BEGIN STORED DATA
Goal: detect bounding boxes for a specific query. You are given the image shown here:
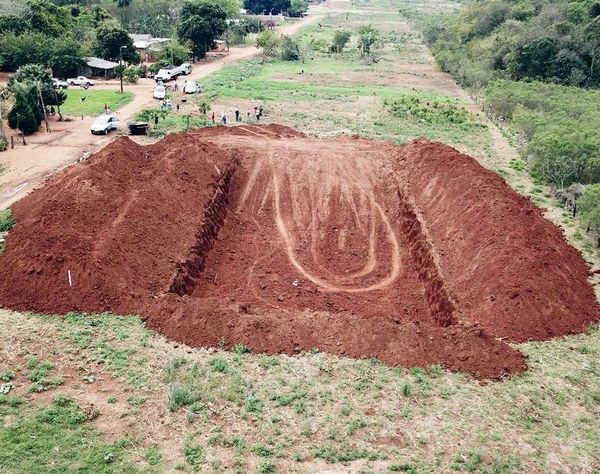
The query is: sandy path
[0,13,322,209]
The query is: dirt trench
[168,157,239,296]
[0,125,598,378]
[398,186,457,327]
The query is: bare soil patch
[0,125,597,377]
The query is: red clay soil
[0,125,597,378]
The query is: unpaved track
[0,10,322,209]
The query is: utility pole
[36,81,50,132]
[119,46,127,94]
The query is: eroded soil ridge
[169,158,238,296]
[0,125,597,377]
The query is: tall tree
[93,25,140,64]
[358,25,379,55]
[8,64,67,109]
[49,38,85,79]
[177,0,227,58]
[8,81,42,135]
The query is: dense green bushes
[485,80,600,187]
[406,0,600,89]
[384,96,480,131]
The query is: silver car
[90,115,119,135]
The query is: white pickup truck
[67,76,95,87]
[154,63,192,82]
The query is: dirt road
[0,13,323,209]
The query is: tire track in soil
[0,125,598,377]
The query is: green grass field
[60,88,133,116]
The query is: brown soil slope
[0,126,597,377]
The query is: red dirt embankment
[0,126,597,377]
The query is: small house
[129,34,171,63]
[81,58,119,78]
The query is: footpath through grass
[60,90,134,116]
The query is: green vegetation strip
[0,395,137,473]
[60,90,134,116]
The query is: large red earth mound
[0,126,597,377]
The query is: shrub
[281,36,300,61]
[256,30,281,57]
[331,30,352,53]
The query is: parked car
[154,63,192,82]
[183,81,201,94]
[90,114,119,135]
[67,76,95,87]
[52,77,69,89]
[152,86,167,100]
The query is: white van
[152,85,167,100]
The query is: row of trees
[0,0,264,78]
[414,0,600,89]
[8,64,66,135]
[408,0,600,246]
[244,0,308,17]
[0,0,140,78]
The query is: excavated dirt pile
[0,125,597,377]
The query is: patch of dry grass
[0,311,600,472]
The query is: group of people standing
[212,105,264,125]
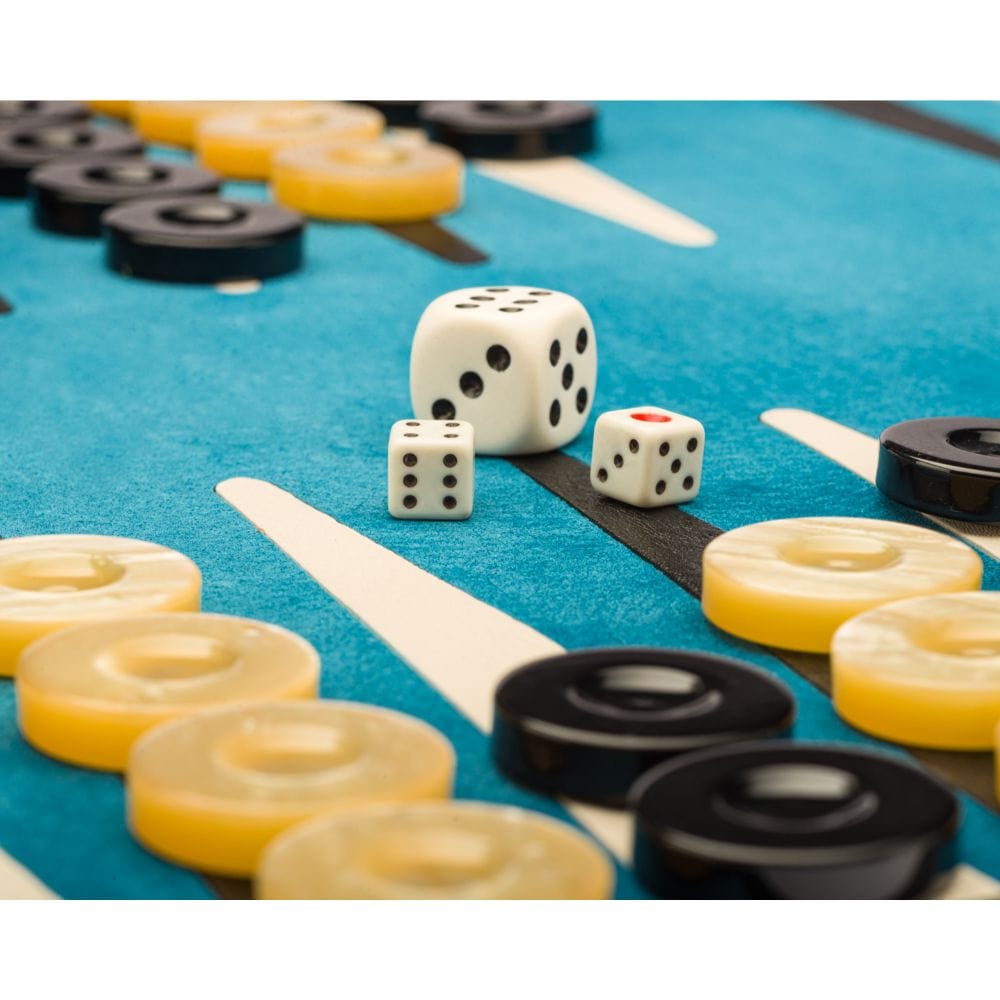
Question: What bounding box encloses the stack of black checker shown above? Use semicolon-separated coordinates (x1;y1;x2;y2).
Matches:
492;647;958;899
0;101;305;283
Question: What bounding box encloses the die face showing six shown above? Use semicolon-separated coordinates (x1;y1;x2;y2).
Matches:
590;406;705;507
389;420;475;521
410;285;597;455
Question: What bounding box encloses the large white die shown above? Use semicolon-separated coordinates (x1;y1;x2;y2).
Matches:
590;406;705;507
410;285;597;455
389;420;476;521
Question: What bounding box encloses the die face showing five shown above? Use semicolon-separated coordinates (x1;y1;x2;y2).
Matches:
410;285;597;455
389;420;475;521
590;406;705;507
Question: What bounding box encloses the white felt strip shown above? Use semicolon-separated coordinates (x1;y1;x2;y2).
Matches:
0;850;58;899
760;409;1000;559
215;478;992;899
924;865;1000;899
474;156;717;247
END STORED DATA
→ DIRECTIONS
Reproduce only the lines from the line containing "The query is: large red earth mound" through the end of the records, both ends included and the requests retained, multiplying each bounding box coordinate in the answers by 2 and rounding to whole numbers, with halves rounded up. Leave the pictures out of the output.

→ REPLY
The query is: large red earth mound
[0,252,1194,754]
The query is: shrub
[562,72,600,122]
[512,60,562,114]
[662,60,704,106]
The query is: parked car
[308,126,384,164]
[366,162,402,188]
[180,228,238,270]
[134,152,190,174]
[104,154,138,178]
[304,172,334,200]
The query is: white van
[304,170,334,200]
The query is: row of trees
[0,0,528,156]
[828,0,1200,178]
[16,128,132,270]
[816,0,1200,492]
[488,0,616,34]
[0,0,280,156]
The query is: excavated dirt pile
[0,250,1194,754]
The query is: patch of dry grass
[0,622,1200,944]
The query is: group of people standing
[424,210,528,250]
Question: What bounding box encloses the stack of black checker shown above? Use semicolon-separated coordinates (x1;y1;x2;y2).
Matches:
984;1294;1916;1798
0;202;610;566
Question: What bounding box encloses the die face showing six shown above? Use semicolon-separated coordinates (x1;y1;x2;y2).
Matches:
1180;812;1410;1014
778;840;950;1042
820;570;1194;910
Question: What bounding box encloses the large white die shown above? Use semicolon-separated coordinates (x1;y1;x2;y2).
Matches:
1180;812;1410;1014
820;570;1194;910
778;840;952;1042
Question: What bounding box encloses the die face showing five shown above? Use semicolon-separated coordinates (x1;y1;x2;y2).
Matches:
820;570;1194;910
778;840;950;1042
1180;812;1410;1014
Question: What bounding box encloses the white felt strip shown above? Use semicolon-separated coordinates (x1;y1;x2;y2).
Matches:
0;1700;116;1798
1520;818;2000;1118
430;956;1984;1798
1848;1730;2000;1798
948;312;1434;494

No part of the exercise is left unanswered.